#### Source text:
====

Does the description disclose side effects, auth requirements, rate limits, or destructive behavior?

With no annotations provided, the description carries full burden for behavioral disclosure. While it implies a write operation ('Add'), it doesn't disclose important traits like authentication requirements, rate limits, whether messages are editable/deletable, or how the system handles different message types (customer vs internal). The description mentions message purposes but lacks operational details.

Agents need to know what a tool does to the world before calling it. Descriptions should go beyond structured annotations to explain consequences.

Conciseness5/5

Is the description appropriately sized, front-loaded, and free of redundancy?

Two efficient sentences that front-load the core purpose and follow with usage contexts. Every word earns its place with no redundancy or unnecessary elaboration. The structure moves from general action to specific applications.

Shorter descriptions cost fewer tokens and are easier for agents to parse. Every sentence should earn its place.

====

#### Collected data:
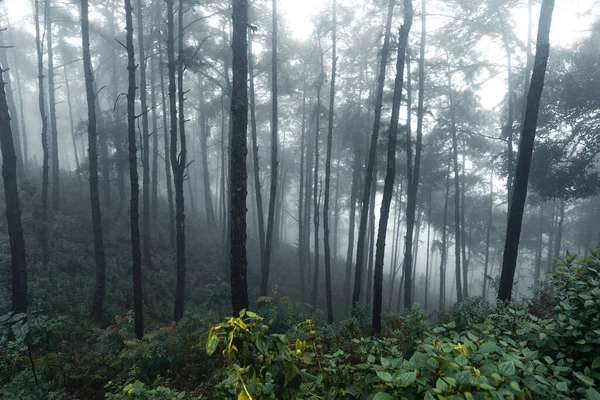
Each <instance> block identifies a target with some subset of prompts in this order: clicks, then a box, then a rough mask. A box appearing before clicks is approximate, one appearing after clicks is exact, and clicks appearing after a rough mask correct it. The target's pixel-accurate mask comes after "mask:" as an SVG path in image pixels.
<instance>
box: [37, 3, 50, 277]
mask: <svg viewBox="0 0 600 400" xmlns="http://www.w3.org/2000/svg"><path fill="white" fill-rule="evenodd" d="M34 8H35V43H36V49H37V59H38V60H37V61H38V90H39V97H38V103H39V109H40V116H41V120H42V153H43V162H42V212H41V224H40V225H41V227H40V247H41V248H42V263H43V264H44V265H48V261H49V250H48V179H49V172H50V168H49V166H48V119H47V117H46V100H45V96H44V62H43V57H44V54H43V51H42V41H41V37H40V16H39V12H40V7H39V0H35V3H34Z"/></svg>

====

#### Task item:
Answer these from the tool-description review, one line each:
(a) Which word in the description implies a write operation?
(b) What conciseness score does the review give?
(c) How many sentences does the reviewed description have?

#### Answer space:
(a) 'Add'
(b) 5/5
(c) Two